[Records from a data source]
========

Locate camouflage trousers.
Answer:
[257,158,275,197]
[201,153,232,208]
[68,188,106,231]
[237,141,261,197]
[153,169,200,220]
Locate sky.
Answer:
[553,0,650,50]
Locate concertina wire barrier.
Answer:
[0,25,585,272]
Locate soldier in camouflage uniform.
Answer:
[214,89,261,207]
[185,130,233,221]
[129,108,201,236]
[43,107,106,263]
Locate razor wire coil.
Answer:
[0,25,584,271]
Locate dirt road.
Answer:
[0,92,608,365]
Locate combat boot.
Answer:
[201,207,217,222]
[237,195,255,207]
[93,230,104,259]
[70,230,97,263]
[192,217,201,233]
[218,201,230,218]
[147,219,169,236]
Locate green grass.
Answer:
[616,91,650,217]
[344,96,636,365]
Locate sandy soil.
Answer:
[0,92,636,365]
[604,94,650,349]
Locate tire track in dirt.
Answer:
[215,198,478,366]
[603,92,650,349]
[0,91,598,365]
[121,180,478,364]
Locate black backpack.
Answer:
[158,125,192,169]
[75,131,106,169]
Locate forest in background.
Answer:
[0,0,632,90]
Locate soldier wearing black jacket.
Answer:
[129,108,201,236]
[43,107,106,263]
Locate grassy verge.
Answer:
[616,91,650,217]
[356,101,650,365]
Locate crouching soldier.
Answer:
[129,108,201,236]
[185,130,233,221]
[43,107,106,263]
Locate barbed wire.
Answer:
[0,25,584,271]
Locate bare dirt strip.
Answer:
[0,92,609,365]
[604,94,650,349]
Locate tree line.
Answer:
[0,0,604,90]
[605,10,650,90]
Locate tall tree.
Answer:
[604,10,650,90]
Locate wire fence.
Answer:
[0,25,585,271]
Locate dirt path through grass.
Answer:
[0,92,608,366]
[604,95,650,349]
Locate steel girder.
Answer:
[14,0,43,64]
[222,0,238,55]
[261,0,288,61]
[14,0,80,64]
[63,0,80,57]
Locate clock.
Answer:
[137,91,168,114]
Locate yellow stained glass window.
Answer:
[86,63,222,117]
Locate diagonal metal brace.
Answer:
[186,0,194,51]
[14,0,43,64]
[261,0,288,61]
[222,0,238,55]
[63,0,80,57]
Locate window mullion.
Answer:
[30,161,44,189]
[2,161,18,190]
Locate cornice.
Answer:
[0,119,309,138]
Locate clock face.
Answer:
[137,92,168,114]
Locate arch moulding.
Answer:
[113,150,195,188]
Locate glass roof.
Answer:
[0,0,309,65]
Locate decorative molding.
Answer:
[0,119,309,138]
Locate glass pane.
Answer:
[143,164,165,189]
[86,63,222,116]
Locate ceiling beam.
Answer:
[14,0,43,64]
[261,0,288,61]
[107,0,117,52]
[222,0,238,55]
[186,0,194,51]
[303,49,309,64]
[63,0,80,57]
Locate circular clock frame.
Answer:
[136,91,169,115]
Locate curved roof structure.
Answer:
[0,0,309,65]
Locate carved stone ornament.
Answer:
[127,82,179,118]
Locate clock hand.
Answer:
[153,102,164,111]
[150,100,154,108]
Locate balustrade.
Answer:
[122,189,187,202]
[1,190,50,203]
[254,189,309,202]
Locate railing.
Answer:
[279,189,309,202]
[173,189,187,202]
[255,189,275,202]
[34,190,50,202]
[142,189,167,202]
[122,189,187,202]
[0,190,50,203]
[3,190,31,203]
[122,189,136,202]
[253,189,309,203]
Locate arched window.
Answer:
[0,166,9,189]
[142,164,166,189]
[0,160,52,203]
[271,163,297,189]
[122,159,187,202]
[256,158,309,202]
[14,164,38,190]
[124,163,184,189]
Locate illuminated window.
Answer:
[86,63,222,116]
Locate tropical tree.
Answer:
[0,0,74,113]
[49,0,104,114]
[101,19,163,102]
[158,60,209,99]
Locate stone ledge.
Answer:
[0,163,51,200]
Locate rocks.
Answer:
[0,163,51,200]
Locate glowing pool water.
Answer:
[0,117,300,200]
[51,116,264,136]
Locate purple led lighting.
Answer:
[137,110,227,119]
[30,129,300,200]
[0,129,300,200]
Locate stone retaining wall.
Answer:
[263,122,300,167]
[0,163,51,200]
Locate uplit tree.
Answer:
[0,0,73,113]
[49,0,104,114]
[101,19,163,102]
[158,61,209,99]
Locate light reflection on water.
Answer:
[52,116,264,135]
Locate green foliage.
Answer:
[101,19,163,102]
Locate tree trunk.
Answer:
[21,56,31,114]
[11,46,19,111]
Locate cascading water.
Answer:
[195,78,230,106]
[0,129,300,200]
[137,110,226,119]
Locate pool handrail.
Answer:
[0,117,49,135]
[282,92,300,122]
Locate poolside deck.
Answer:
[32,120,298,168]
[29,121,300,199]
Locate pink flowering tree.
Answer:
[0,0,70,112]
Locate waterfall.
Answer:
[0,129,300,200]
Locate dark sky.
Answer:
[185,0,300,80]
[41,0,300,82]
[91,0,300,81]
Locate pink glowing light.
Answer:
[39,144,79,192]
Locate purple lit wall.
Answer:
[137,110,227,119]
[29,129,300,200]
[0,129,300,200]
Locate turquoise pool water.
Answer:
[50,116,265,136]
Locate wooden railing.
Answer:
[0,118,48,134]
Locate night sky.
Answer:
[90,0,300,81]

========

[Problem requirements] Rewrite all of the data above with "Locate" replaced by "Find" wherever it occurs, and keep every other line and character unchanged.

[Solution to the exercise]
Find camouflage trousers.
Answer:
[257,158,275,197]
[201,153,232,208]
[68,188,106,231]
[237,141,261,197]
[153,169,200,220]
Find sky.
Answer:
[553,0,650,50]
Find concertina wire barrier.
Answer:
[0,25,585,272]
Find soldier in camouflage uniform.
Answer:
[214,89,261,207]
[185,130,233,221]
[129,108,201,236]
[43,107,106,263]
Find razor wire coil.
Answer:
[0,25,584,271]
Find dirt road.
Answer:
[0,92,608,365]
Find combat boot.
Answer:
[201,207,217,222]
[237,195,255,207]
[93,230,104,259]
[70,230,97,263]
[192,217,201,233]
[218,201,230,218]
[147,219,169,236]
Find green grass.
Answer:
[616,91,650,217]
[344,96,636,365]
Find sandy soil.
Answer:
[0,92,636,365]
[604,94,650,349]
Find tire track in dirt.
Answer:
[215,198,478,366]
[603,92,650,349]
[0,91,598,365]
[121,180,478,364]
Find black backpack.
Answer:
[158,125,192,169]
[75,131,106,169]
Find forest in background.
Answer:
[0,0,632,90]
Find soldier wearing black jacket.
Answer:
[129,108,201,236]
[43,107,106,263]
Find grassy verge.
Answer:
[616,91,650,217]
[356,101,650,365]
Find crouching soldier.
Answer:
[129,108,201,236]
[185,130,233,221]
[43,107,106,263]
Find barbed wire.
Answer:
[0,25,584,271]
Find bare dirt strip.
Answer:
[0,92,609,365]
[604,94,650,349]
Find tree line.
Answer:
[0,0,604,90]
[605,10,650,90]
Find tall tree.
Answer:
[604,10,650,90]
Find wire fence.
Answer:
[0,25,585,271]
Find dirt path through grass.
Answer:
[0,92,608,366]
[604,95,650,349]
Find steel girder.
Answer:
[14,0,43,64]
[222,0,238,55]
[261,0,288,61]
[14,0,80,64]
[63,0,80,57]
Find clock.
Answer:
[137,91,168,114]
Find yellow stained glass window.
Answer:
[86,63,222,117]
Find diagonal metal brace.
Answer:
[186,0,194,51]
[14,0,43,64]
[261,0,288,61]
[222,0,238,55]
[63,0,80,57]
Find window mullion.
Answer:
[30,161,44,189]
[2,161,18,190]
Find cornice.
Answer:
[0,119,309,138]
Find clock face.
Answer:
[137,92,168,114]
Find arch moulding.
Answer:
[113,150,195,188]
Find glass roof.
Answer:
[0,0,309,65]
Find decorative molding.
Answer:
[0,119,309,138]
Find glass pane.
Answer:
[143,164,165,189]
[86,63,222,116]
Find ceiling beam.
Answer:
[14,0,43,64]
[261,0,288,61]
[107,0,117,52]
[222,0,238,55]
[186,0,194,51]
[303,49,309,64]
[63,0,80,57]
Find circular clock frame.
Answer:
[136,91,169,115]
Find curved roof structure.
Answer:
[0,0,309,65]
Find carved stone ornament.
Answer:
[127,82,179,118]
Find clock hand.
Answer:
[153,102,164,111]
[150,100,154,108]
Find balustrade.
Answer:
[122,189,187,202]
[1,190,50,203]
[254,189,309,202]
Find railing.
Answer:
[279,189,309,202]
[173,189,187,202]
[255,189,275,202]
[34,190,50,202]
[142,189,167,202]
[122,189,187,202]
[0,190,50,203]
[3,190,31,203]
[122,189,136,202]
[253,189,309,203]
Find arched window.
Answer:
[0,166,9,189]
[142,164,166,189]
[0,160,52,203]
[271,163,297,189]
[122,159,187,202]
[256,158,309,202]
[14,164,38,190]
[124,163,184,189]
Find illuminated window.
Answer:
[86,63,222,116]
Find tropical tree.
Answer:
[0,0,74,113]
[49,0,104,114]
[101,19,163,102]
[158,60,209,99]
Find stone ledge.
Answer:
[0,163,51,200]
Find rocks.
Answer:
[0,163,51,200]
Find glowing pool water.
Answer:
[0,117,300,200]
[51,116,264,136]
Find purple led lighting.
Answer:
[137,110,227,119]
[30,129,300,200]
[0,129,300,200]
Find stone retaining wall.
Answer:
[263,122,300,167]
[0,163,51,200]
Find uplit tree.
Answer:
[0,0,73,113]
[49,0,104,114]
[101,19,163,102]
[158,61,209,99]
Find light reflection on water.
Answer:
[52,116,264,135]
Find green foliage.
Answer:
[101,19,163,102]
Find tree trunk.
Answer:
[21,56,31,114]
[11,46,19,111]
Find cascading water.
Answer:
[195,78,230,106]
[0,129,300,200]
[137,110,226,119]
Find pool handrail.
Answer:
[0,117,49,135]
[282,92,300,122]
Find poolside deck.
Answer:
[32,120,298,168]
[29,121,300,199]
Find pink flowering tree.
Answer:
[0,0,70,112]
Find waterfall.
Answer:
[0,129,300,200]
Find dark sky.
Answer:
[185,0,300,80]
[41,0,300,82]
[91,0,300,81]
Find pink glowing light.
Answer:
[39,144,79,192]
Find purple lit wall.
Answer:
[137,110,227,119]
[29,129,300,200]
[0,129,300,200]
Find turquoise pool water.
Answer:
[50,116,265,136]
Find wooden railing.
Answer:
[0,118,48,134]
Find night sky.
Answer:
[90,0,300,81]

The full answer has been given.